• **SELECTED PASSAGE**
HENDRA GUNAWAN (Indonesia 1918-1983)
VARIOUS PROPERTIES
HENDRA GUNAWAN (Indonesia 1918-1983)

Fish vendor

Details
HENDRA GUNAWAN (Indonesia 1918-1983)
Fish vendor
signed and dated 'Hendra/76' (lower right)
oil on canvas
57 x 37 in. (144 x 95 cm.)
Provenance
Private Collection of Mr. Ajip Rosidi, Jakarta; Christie's, Singapore, 1 April 2001, lot 130.
Acquired from the above sale by the present owner.

Lot Essay

This folk subject is in line with Hendra's desire to be a people's artist. It is a deliberate attempt on his part to choose a commonplace subject - a person very much like the Everyman, someone every Indonesian would know, recognize and identify with.

The choice of the humble fish-vendor as the inspiration behind this lot does not, however, warrant a conventional treatment. Hendra manipulates the canvas to present an alternative way of regarding the theme.

• **EXERCISE DATA**
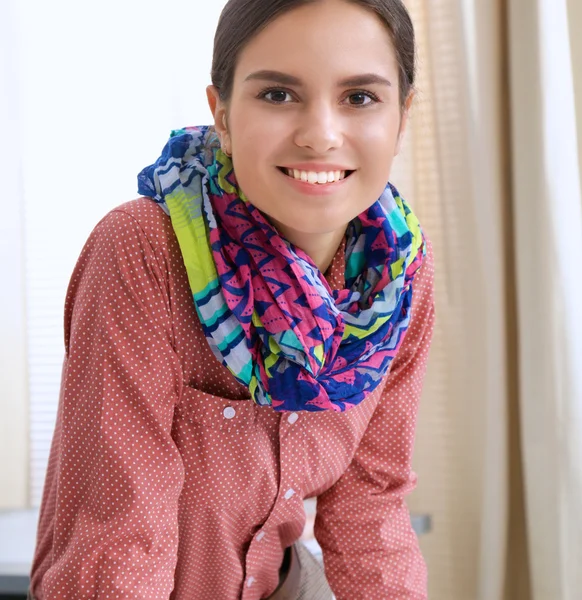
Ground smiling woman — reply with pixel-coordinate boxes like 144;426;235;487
30;0;434;600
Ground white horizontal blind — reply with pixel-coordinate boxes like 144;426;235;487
18;0;225;505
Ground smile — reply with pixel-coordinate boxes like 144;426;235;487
279;167;353;185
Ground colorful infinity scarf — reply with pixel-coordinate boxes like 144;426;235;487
138;127;426;412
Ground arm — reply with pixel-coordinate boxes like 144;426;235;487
314;242;434;600
32;211;183;600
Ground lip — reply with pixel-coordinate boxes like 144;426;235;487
280;163;355;173
276;169;353;196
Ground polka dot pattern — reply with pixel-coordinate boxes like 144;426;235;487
31;198;434;600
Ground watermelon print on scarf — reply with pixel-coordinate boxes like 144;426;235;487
138;126;426;412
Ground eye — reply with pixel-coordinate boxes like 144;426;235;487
258;88;293;104
348;92;380;106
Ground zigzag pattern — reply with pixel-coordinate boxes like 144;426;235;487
138;127;426;411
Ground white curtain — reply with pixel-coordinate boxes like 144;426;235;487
509;0;582;600
398;0;582;600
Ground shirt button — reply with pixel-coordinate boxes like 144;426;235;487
222;406;236;419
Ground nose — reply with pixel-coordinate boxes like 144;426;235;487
295;100;343;154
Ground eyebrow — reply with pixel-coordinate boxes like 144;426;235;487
245;70;392;87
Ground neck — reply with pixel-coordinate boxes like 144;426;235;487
276;224;346;273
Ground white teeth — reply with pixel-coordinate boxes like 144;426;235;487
284;169;346;185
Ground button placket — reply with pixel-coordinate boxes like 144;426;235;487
287;413;299;425
222;406;236;419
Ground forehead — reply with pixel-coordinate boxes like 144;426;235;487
235;0;398;80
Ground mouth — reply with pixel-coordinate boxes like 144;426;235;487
277;167;355;186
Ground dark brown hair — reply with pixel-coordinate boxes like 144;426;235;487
212;0;416;107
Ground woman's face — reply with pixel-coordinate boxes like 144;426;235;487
208;0;411;260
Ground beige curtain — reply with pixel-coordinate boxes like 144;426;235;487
394;0;582;600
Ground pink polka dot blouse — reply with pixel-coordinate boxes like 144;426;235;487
31;198;434;600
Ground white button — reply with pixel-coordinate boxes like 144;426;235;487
222;406;236;419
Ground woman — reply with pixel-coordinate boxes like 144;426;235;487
30;0;434;600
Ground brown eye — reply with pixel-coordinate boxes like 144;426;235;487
259;89;291;104
348;92;380;107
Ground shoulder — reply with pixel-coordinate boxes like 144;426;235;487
95;197;175;246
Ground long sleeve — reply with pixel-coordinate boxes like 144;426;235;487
31;210;184;600
314;242;434;600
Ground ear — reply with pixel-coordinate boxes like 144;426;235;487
394;90;415;156
206;85;232;154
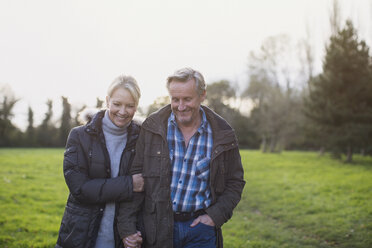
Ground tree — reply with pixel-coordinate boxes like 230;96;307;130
147;96;170;116
242;35;302;152
59;96;72;145
305;20;372;162
96;97;104;109
37;99;59;147
25;106;36;146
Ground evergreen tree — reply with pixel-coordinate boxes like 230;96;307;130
59;96;71;146
305;21;372;162
26;106;35;146
0;85;19;146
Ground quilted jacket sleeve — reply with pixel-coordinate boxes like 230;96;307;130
118;129;145;238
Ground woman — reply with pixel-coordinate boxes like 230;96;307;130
56;76;143;248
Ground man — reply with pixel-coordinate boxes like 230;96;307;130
118;68;245;248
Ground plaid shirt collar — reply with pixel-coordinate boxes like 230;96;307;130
168;107;208;134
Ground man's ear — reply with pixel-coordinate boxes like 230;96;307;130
200;90;207;101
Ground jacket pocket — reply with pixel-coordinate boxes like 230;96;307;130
58;205;92;247
215;161;226;194
64;146;78;165
143;197;157;245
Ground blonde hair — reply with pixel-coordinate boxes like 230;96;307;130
167;67;207;96
107;75;141;107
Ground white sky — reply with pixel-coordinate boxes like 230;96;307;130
0;0;372;131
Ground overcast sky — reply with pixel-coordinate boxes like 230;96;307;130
0;0;372;126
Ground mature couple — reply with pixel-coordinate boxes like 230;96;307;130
56;68;245;248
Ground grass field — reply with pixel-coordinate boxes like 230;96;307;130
0;149;372;248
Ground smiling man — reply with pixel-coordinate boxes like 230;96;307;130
118;68;245;248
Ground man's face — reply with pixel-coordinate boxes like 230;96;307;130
169;79;206;126
106;88;137;127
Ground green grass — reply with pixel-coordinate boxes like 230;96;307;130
0;149;372;248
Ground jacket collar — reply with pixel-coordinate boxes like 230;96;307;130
84;110;141;137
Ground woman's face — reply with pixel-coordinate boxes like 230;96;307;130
106;88;137;127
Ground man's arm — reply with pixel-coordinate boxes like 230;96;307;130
117;129;145;239
63;128;133;204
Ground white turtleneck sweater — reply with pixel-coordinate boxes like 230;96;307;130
95;110;129;248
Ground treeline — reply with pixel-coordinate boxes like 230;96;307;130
0;18;372;162
0;94;103;147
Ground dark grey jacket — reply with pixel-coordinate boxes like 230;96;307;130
118;105;245;248
56;111;140;248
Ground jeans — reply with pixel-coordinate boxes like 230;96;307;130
173;220;216;248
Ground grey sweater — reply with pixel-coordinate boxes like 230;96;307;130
95;110;128;248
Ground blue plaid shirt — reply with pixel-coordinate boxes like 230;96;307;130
167;108;213;212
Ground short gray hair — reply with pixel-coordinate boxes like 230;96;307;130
107;75;141;107
167;67;207;96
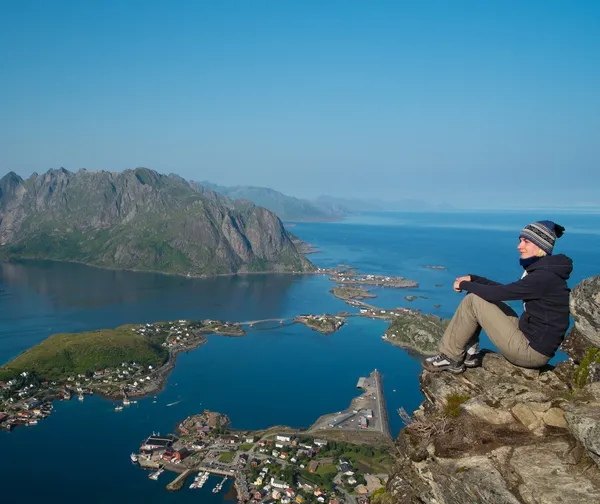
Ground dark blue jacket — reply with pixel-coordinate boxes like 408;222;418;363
459;254;573;357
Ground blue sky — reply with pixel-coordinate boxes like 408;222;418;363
0;0;600;206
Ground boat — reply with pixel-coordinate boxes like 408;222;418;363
148;467;164;481
213;476;227;493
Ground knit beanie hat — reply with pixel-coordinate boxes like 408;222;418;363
519;221;565;255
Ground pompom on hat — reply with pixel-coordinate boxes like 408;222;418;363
519;221;565;255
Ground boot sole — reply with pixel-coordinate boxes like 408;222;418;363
421;361;466;374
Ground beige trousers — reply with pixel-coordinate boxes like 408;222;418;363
439;294;550;368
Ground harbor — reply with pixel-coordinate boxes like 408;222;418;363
130;370;393;504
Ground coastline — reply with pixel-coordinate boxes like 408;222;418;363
0;257;319;278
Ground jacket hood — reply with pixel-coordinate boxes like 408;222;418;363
527;254;573;280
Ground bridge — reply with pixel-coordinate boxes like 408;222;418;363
236;317;294;327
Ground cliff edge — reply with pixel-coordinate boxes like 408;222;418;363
382;276;600;504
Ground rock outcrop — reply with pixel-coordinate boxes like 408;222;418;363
387;277;600;504
0;168;314;275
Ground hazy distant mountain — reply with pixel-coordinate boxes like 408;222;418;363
316;195;455;212
199;181;349;222
0;168;314;275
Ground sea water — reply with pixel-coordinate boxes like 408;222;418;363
0;212;600;503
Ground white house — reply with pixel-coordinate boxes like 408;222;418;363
271;478;288;488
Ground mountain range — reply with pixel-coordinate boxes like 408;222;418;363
199;181;351;222
0;168;314;276
198;181;454;222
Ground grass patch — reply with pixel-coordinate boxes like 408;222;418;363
315;464;337;478
571;348;600;389
342;452;394;473
219;452;235;463
444;394;469;417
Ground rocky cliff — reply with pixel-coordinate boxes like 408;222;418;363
382;276;600;504
0;168;313;275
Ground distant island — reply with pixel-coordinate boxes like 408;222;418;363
0;168;315;276
0;300;445;430
404;296;428;301
199;181;351;222
329;285;377;301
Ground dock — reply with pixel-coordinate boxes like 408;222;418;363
372;369;392;439
167;469;195;492
197;466;235;478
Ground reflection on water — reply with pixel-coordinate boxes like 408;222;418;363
0;261;327;363
0;261;298;308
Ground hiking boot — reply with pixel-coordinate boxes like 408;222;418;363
463;353;482;368
421;354;465;374
463;343;482;368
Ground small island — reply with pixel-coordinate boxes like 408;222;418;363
130;370;394;503
294;313;345;334
329;286;377;301
0;320;245;430
315;264;419;289
404;296;429;302
381;312;450;355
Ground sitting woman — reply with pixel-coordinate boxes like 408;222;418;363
423;221;573;373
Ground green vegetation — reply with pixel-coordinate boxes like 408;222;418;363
571;348;600;389
444;394;469;417
329;286;377;299
386;313;450;354
316;464;337;479
0;168;314;275
371;488;396;504
0;325;168;380
219;452;235;463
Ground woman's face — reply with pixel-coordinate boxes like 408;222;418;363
517;238;541;259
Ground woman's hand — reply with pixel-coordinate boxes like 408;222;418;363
454;275;471;292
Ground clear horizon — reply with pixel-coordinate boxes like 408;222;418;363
0;0;600;208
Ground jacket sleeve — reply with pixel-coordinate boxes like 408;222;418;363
459;273;546;302
469;275;502;285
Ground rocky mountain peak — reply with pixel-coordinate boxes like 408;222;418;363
0;168;313;275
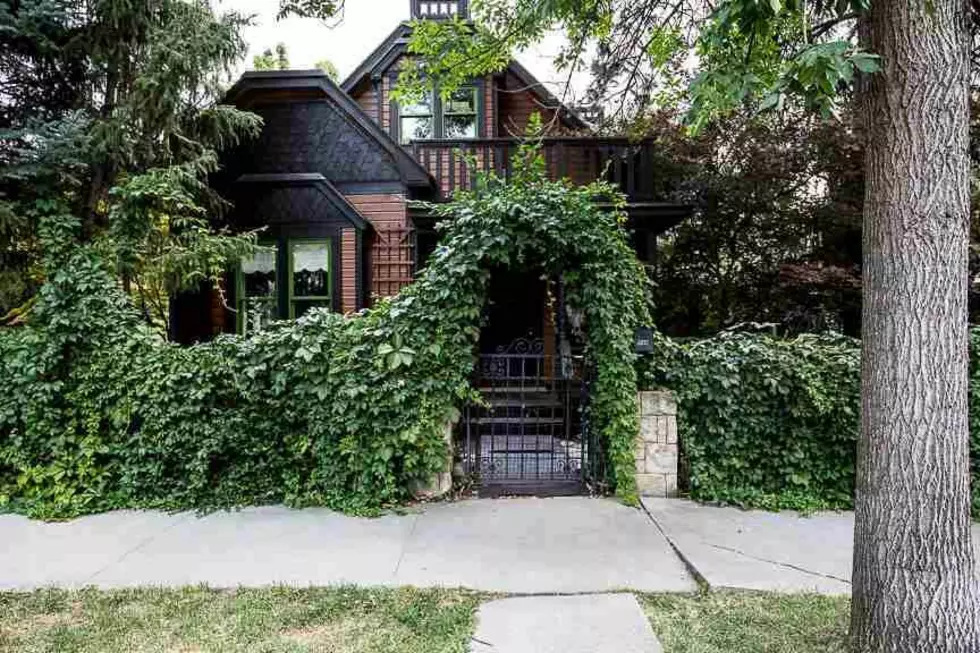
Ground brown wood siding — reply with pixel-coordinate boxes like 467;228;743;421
340;228;357;313
347;194;415;297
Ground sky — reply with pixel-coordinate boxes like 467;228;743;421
215;0;588;100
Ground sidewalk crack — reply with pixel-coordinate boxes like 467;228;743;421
701;540;851;585
391;513;422;580
85;513;192;585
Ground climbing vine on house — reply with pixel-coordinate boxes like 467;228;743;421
0;147;648;517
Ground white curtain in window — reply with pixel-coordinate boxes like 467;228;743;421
242;247;276;274
293;243;327;272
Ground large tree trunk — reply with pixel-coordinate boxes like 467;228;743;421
851;0;980;653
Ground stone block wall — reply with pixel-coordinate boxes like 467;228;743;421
636;390;677;497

• **EXERCISE TASKS**
**1.** According to the auction listing for Hendra Gunawan's "Fish vendor," whose private collection held the painting before the 2001 Christie's sale?
**2.** Carry on the lot essay on Hendra Gunawan's "Fish vendor" from its last sentence.

• **RESULTS OF THE EXERCISE**
**1.** Mr. Ajip Rosidi, Jakarta.

**2.**
Reading the painting with no reference to its title, one can easily attribute princely characteristics to the figure. Striking a wide, bold pose, he is a figure of strength and purpose. The theatrical aspect of the character is unmistakable. His pose is reminiscent of the Indonesian folk art that so inspired Hendra in his earlier days such as the kuda kepang (a trance dance where a male performer dances with a hobby-horse made of plaited grass) and ketoprak (a form of popular theatre performed in open air). It is very dramatic and almost heroic; tinged with a sense of self-consciousness, as though the man is performing in front of an audience, or is aware of a hidden viewer. His white-and-black-swirl cape, painted on a near translucent fabric (amidst an entire canvas of opaque hues) emphasizes the width of his shoulders and adds a supernatural, larger than life aspect to his mien.
Fusing the heroic element with his depiction of the common fish-vendor reminds us again of the theatricality of the piece. However, the extravagances and artificiality associated with the theatre belie Hendra's passion for politics and social issues. By allowing the humble fish-vendor to rise above his lot in life to that of an epic hero, he expresses a desire for the people to take charge and no longer be victims of oppression by others.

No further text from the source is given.